What is the difference between HIV and AIDS?
HIV stands for Human Immunodeficiency Virus. HIV is the virus that causes Acquired Immune Deficiency Syndrome (AIDS). HIV attacks the immune system and makes it harder for the body to fight off infections. AIDS is a medical term that means a person’s immune system has been severely weakened by HIV. When a person has AIDS, that person is more at risk for getting other serious, sometimes deadly, infections.

Can a man contract HIV from a woman?
Yes. It is possible to pass HIV from females to males.
For more information, see our HIV transmission section (pdf)

Can mosquitoes or other animals transmit HIV?
No. HIV can only be spread from humans to humans.  For more information, see our HIV transmission section (pdf)

Can HIV live outside the body?
HIV is a fragile virus when outside of the human body. According to the Center for Disease Control (, the risk of infection from HIV outside of the body is almost zero.

Do condoms protect from STDs all of the time?
When used correctly, condoms are 98% effective in preventing fluid exchange. Condoms may not protect you from STDs that can be spread from skin-to-skin contact, like herpes or genital warts.

I am on birth control, do I still need to use condoms?
Birth control does not prevent you from getting an STD.

My boyfriend says condoms are uncomfortable to wear. Is there anything we can do to protect ourselves during sex?
Yes. There are several different sizes, shapes and textures of condoms. Females can take action by wearing a female condom, which is put in the vagina before sexual intercourse.

If I douche after unprotected sex am I less likely to get an STD?
No. Douching can actually push bacteria up into the vagina. This can cause irritation of the vagina, such as a bacterial or a yeast infection. It can also push bacteria from other STDs (such as chlamydia or gonorrhea) further into the reproductive tract, causing a serious infection known as Pelvic Inflammatory Disease.
For more information (pdf)

If I have vaginal discharge can I treat it with over the counter products?
If you have unusual vaginal discharge it is important to be examined in order to find the cause.  Vaginal discharge can result from several things, including STDs or vaginitis (irritation of the vagina, such as a yeast infection or bacterial infection). In order to get proper care for unusual discharge, get examined by a health care professional.

Can any STDs be cured?

Dataset items ▸
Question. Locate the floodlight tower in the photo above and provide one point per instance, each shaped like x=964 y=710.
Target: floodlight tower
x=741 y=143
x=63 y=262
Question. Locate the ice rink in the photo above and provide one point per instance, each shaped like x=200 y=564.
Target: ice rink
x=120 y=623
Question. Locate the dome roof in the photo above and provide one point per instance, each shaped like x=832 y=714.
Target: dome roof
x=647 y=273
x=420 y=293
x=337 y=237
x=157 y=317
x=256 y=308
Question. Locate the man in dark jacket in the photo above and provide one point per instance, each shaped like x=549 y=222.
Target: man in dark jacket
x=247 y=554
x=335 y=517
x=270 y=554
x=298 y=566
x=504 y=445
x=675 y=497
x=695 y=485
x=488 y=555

What you should do ▸
Extend the question-and-answer text on HIV and STDs above, starting right after its final line.

Response below ▸
Yes. Chlamydia, gonorrhea, and syphilis are some of the STDs that can be cured. It is also important to be aware that it is possible to catch these STDs in the future if exposed. Viral STDs, such as Herpes, HIV, and HPV can be treated, but not cured.
For more information (pdf)

Can me and my partner ‘make’ or ‘create’ an STD on our own by having sex? No. The only way to get an STD is by sexual contact with an infected person. Sexual contact between two uninfected people will not ‘make’ or ‘create’ an STD.

I was diagnosed with an STD, my partner told me I must have got it from the toilet seat. Is this possible? No. The only way to contract an STD is sexual contact with an infected person.  Toilet seats, towels, and any other object cannot give you an STD.

I was diagnosed with an STD and took all of my medication for it. Why should I talk with my sex partner(s) about the STD?
If you have been diagnosed with an STD, it is important that your sex partners are aware that they may have been exposed to the STD.  By having sex with a partner that has not been tested/treated, you could be at risk for re-infection. For more information on partner services treatment, contact our Communicable Disease Department at 815-748-2467.

Does the DeKalb County Health Department have STD testing?
Call for information about STD testing at the DeKalb County Health Department.  We have a STD Partner Treatment Program for individuals whose sex partner(s) have been diagnosed with Chlamydia, Gonorrhea or Syphillis.  For more information contact our Communicable Disease Department at 815-748-2467. Referral List (pdf)

Testing for Chlamydia, Gonorrhea and Syphillis are available to our Family Planning Clients. If test results are positive, partner treatment services are encouraged through the Family Planning Program.